● **Tasks**:
1) In the Hacker News thread about Tesseract.js, what service did zeptonix switch to after Tesseract kept misreading numbers?
2) Please rewrite the part of the Hacker News thread about Tesseract.js from "Author : kiyanwang" to "in the wild.", renaming "PDFs" as "Word files".
3) Extend the Hacker News thread about Tesseract.js beyond its final comment.

● **Document segment**:
-- start --
[HN Gopher] Tesseract.js - A Javascript port of the Tesseract OC...
       ___________________________________________________________________
        
       Tesseract.js - A Javascript port of the Tesseract OCR engine
        
       Author : kiyanwang
       Score  : 114 points
       Date   : 2021-08-08 11:06 UTC (11 hours ago)
        
 (HTM) web link (tesseract.projectnaptha.com)
 (TXT) w3m dump (tesseract.projectnaptha.com)
        
       | villgax wrote:
       | Tesseract is decent for scanned imagery, whether in actual images
       | or in PDFs but definitely not for text in the wild.
        
         | PretzelFisch wrote:
         | what would you suggest to use instead?
        
       | postalrat wrote:
       | I wanted to use Tesseract for a project but found it to be a bit
       | too slow for my needs. Doesn't it have options to speed up it's
       | recognition or is there another OCR project out there that's made
       | to be faster?
        
       | zeptonix wrote:
       | Tesseract sucked for me. Had a simple use case where I was trying
       | to read numbers (in a computer font) from .png files and at
       | completely predictable locations in the image -- and Tesseract
       | was getting it horribly wrong a huge percent of the time. Went
       | with AWS Rekognition and results were instantly 1000x better.
-- end --
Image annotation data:
-- start --
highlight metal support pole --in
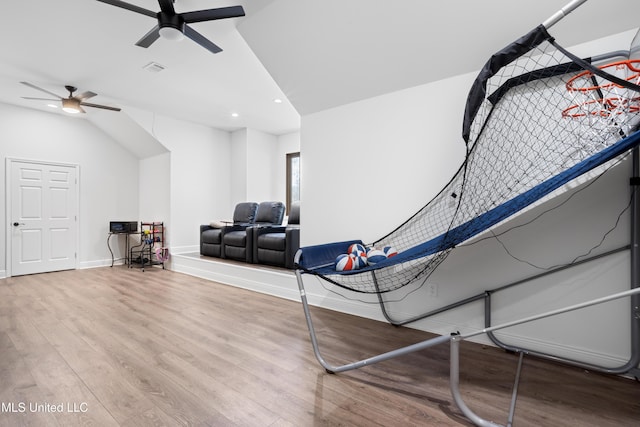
[542,0,587,30]
[449,336,503,427]
[507,353,524,427]
[296,270,451,374]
-- end --
● **Replies**:
1) AWS Rekognition

2)
Author : kiyanwang
       Score  : 114 points
       Date   : 2021-08-08 11:06 UTC (11 hours ago)
        
 (HTM) web link (tesseract.projectnaptha.com)
 (TXT) w3m dump (tesseract.projectnaptha.com)
        
       | villgax wrote:
       | Tesseract is decent for scanned imagery, whether in actual images
       | or in Word files but definitely not for text in the wild.

3)
         | ikornaselur wrote:
         | Had the _exact_ same situation! Was just trying to OCR values
         | of screenshots, which were always of the same screen (app
         | screenshots taken by users) and it was so bad. Ended up just
         | using AWS Rekognition and it worked really well.
        
         | kn100 wrote:
         | Post processing is absolutely essential with tesseract. Not to
         | self promote but I discussed this at some length in this blog
         | post, if you're interested: https://kn100.me/taking-back-data-
         | from-eufy/
        
         | dheera wrote:
         | We really need better open source {OCR, TTS, dictation, ...}.
         | All of the common FOSS tools for these tasks are so horribly
         | behind the state of the art.
         | 
         | The sad thing is most of the state of the art models and
         | algorithms are open research, they just are usually not written
         | by software engineers and need to be rewritten to be
         | deployable. Usually you just get some shell script like
         | "run_eval.sh" that generates the figures in the paper through a
         | bunch of spaghetti code, and most of the time it will depend on
         | a specific old version of Tensorflow, that probably isn't
         | available for your CUDA version, and probably won't compile on
         | your system without hours of Googling.
        
       | jtdev wrote:
       | Congrats! Why would one create such a project with JS given all
       | of the languages available to them?
        
         | villgax wrote:
         | To reduce server side burden/costs
        
         | simonw wrote:
         | Ease of deployment. Deploying a client-side JavaScript
         | application remains far, far easier and less expensive than
         | anything that runs server-side (or native compiled) code.
         | 
         | Also privacy: running OCR in someone's browser rather than
         | sending the images back to the server keeps them fully in
         | control of the data they are working with.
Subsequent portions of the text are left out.